- Problem to work on: Resize the entries from the line that has "Target: broken window" through the line that has "[[[50,80],[64,80],[65,68],[61,65],[53,65],[50,70]]]", giving every line again with the requests included. Multiply each coordinate in the answer outlines by 2.1 and round to whole numbers, halves up, leaving the numbers in the requests unchanged.

- Data in this exercise:
'''

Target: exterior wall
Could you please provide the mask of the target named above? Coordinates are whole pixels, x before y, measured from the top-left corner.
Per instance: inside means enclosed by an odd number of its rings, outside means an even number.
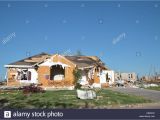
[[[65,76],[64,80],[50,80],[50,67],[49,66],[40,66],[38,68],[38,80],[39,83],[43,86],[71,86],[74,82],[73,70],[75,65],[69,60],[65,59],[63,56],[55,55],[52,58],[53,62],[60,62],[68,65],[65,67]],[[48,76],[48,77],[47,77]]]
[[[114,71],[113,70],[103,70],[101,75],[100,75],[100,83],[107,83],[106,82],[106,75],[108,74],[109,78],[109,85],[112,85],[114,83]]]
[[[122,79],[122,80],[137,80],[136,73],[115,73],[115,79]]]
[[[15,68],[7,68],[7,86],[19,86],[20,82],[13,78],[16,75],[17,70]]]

'''
'''

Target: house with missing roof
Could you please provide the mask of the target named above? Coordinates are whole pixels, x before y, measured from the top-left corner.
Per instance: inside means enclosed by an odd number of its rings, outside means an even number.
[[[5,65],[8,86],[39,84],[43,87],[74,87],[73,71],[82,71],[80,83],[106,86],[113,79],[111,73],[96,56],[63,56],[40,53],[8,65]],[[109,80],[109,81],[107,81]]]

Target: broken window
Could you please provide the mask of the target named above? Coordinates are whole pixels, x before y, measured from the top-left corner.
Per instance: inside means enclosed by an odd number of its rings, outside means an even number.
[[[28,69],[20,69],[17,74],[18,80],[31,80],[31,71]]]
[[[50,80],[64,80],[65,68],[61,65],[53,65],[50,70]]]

'''
'''

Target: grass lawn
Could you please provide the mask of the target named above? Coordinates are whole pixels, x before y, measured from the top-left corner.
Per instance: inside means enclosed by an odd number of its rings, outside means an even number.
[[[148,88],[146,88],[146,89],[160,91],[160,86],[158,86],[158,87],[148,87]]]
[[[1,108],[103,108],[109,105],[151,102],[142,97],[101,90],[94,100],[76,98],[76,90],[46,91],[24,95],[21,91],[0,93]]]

'''

- The completed task:
Target: broken window
Could you please provide the mask of the target named above? Coordinates are whole pixels, x before y, measured from the top-left corner.
Per instance: inside means enclosed by an odd number of its rings, outside means an even number.
[[[59,145],[42,145],[36,155],[38,168],[65,168],[65,149]]]
[[[105,168],[134,168],[137,143],[128,137],[111,137],[105,147]]]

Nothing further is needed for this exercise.